## Dataset excerpts on pointing at objects
==========

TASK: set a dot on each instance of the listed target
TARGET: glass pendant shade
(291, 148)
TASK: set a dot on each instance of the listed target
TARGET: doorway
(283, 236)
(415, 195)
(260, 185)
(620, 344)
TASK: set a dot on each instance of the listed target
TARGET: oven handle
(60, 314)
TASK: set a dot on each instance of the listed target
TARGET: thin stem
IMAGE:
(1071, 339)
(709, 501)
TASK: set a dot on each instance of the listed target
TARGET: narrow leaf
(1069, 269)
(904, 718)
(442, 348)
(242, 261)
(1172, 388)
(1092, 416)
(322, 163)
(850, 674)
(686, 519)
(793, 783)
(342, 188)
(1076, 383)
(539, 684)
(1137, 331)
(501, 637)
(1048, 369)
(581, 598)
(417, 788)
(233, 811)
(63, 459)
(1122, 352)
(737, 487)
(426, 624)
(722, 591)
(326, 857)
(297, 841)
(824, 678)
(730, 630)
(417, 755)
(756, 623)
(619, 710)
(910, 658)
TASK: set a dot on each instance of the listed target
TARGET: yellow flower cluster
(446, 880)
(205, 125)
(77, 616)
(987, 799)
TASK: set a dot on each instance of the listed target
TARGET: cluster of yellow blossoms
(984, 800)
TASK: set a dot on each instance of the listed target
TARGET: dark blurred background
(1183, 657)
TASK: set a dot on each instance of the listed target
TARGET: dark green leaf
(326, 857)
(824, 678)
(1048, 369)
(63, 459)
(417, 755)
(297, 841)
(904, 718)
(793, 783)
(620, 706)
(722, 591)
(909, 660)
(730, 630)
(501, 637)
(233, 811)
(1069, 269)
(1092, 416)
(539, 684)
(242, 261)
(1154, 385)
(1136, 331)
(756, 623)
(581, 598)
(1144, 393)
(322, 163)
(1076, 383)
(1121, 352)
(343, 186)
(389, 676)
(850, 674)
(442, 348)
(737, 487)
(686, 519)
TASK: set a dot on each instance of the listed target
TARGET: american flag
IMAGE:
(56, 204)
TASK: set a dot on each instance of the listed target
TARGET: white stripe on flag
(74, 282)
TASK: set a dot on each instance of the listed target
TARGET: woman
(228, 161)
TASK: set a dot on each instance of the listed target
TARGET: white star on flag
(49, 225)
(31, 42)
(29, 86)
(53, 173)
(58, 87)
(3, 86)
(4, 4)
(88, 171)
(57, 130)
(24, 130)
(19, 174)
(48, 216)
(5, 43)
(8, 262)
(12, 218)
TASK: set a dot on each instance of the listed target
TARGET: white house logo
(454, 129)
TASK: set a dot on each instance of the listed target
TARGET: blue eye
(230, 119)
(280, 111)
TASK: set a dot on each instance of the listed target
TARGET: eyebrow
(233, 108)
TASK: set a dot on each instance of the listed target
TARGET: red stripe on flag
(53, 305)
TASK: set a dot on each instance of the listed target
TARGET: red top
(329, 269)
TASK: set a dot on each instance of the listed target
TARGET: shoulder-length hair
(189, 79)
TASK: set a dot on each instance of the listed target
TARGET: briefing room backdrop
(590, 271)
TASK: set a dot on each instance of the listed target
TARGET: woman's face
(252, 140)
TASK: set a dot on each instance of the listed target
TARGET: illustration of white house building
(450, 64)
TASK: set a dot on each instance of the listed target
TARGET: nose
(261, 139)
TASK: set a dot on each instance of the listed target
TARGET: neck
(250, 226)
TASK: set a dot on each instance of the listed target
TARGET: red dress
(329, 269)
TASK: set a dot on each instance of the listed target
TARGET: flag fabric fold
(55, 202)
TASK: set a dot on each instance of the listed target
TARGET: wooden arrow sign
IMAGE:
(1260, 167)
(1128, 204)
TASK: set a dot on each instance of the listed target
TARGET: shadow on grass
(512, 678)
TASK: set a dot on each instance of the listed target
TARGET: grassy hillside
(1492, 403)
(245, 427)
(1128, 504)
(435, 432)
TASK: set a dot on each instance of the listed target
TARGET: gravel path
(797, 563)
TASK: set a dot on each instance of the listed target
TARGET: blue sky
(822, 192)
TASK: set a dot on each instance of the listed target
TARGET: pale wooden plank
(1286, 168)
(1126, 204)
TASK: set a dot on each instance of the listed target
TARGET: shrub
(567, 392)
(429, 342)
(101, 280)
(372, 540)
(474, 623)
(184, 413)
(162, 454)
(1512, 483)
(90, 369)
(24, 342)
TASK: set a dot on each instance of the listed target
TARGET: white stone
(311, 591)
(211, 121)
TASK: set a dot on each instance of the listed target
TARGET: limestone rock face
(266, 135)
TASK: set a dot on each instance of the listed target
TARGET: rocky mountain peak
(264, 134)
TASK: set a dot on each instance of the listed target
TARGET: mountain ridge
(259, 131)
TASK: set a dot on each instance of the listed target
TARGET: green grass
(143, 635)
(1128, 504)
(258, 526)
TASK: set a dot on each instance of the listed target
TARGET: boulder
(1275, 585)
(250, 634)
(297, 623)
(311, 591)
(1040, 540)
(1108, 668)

==========

## INSTRUCTIONS FOR THE TASK
Express the material from its first line through the line containing "(1183, 657)", both ends included, as a Markdown table with the columns Row and Line. Put each line's number in Row and its text in Line, and leave out blank lines.

## FINAL RESULT
| Row | Line |
|---|---|
| 1 | TASK: set a dot on each instance of the listed target |
| 2 | TARGET: glass pendant shade |
| 3 | (291, 148) |
| 4 | TASK: set a dot on each instance of the listed target |
| 5 | TARGET: doorway |
| 6 | (283, 236) |
| 7 | (415, 195) |
| 8 | (260, 185) |
| 9 | (620, 344) |
| 10 | TASK: set a dot on each instance of the listed target |
| 11 | TARGET: oven handle |
| 12 | (60, 314) |
| 13 | TASK: set a dot on each instance of the listed target |
| 14 | TARGET: thin stem |
| 15 | IMAGE: |
| 16 | (1071, 339) |
| 17 | (709, 501) |
| 18 | TASK: set a dot on each instance of the listed target |
| 19 | TARGET: narrow leaf |
| 20 | (1069, 269) |
| 21 | (904, 718) |
| 22 | (442, 348) |
| 23 | (242, 261) |
| 24 | (1172, 388) |
| 25 | (1092, 416) |
| 26 | (322, 163) |
| 27 | (850, 674) |
| 28 | (686, 519) |
| 29 | (793, 783) |
| 30 | (342, 188) |
| 31 | (1076, 383) |
| 32 | (539, 684) |
| 33 | (1137, 331) |
| 34 | (501, 637) |
| 35 | (1048, 369) |
| 36 | (581, 598) |
| 37 | (417, 788) |
| 38 | (233, 811) |
| 39 | (63, 459) |
| 40 | (1122, 352) |
| 41 | (737, 487) |
| 42 | (426, 624) |
| 43 | (722, 591) |
| 44 | (326, 857) |
| 45 | (297, 841) |
| 46 | (824, 678) |
| 47 | (730, 630) |
| 48 | (417, 755) |
| 49 | (756, 623) |
| 50 | (619, 710) |
| 51 | (910, 658) |
| 52 | TASK: set a dot on each instance of the listed target |
| 53 | TARGET: yellow flower cluster |
| 54 | (446, 880) |
| 55 | (205, 125) |
| 56 | (77, 616) |
| 57 | (987, 799) |
| 58 | TASK: set a dot on each instance of the listed target |
| 59 | TARGET: cluster of yellow blossoms |
| 60 | (984, 800) |
| 61 | TASK: set a dot on each instance of the listed target |
| 62 | TARGET: dark blurred background |
| 63 | (1183, 657) |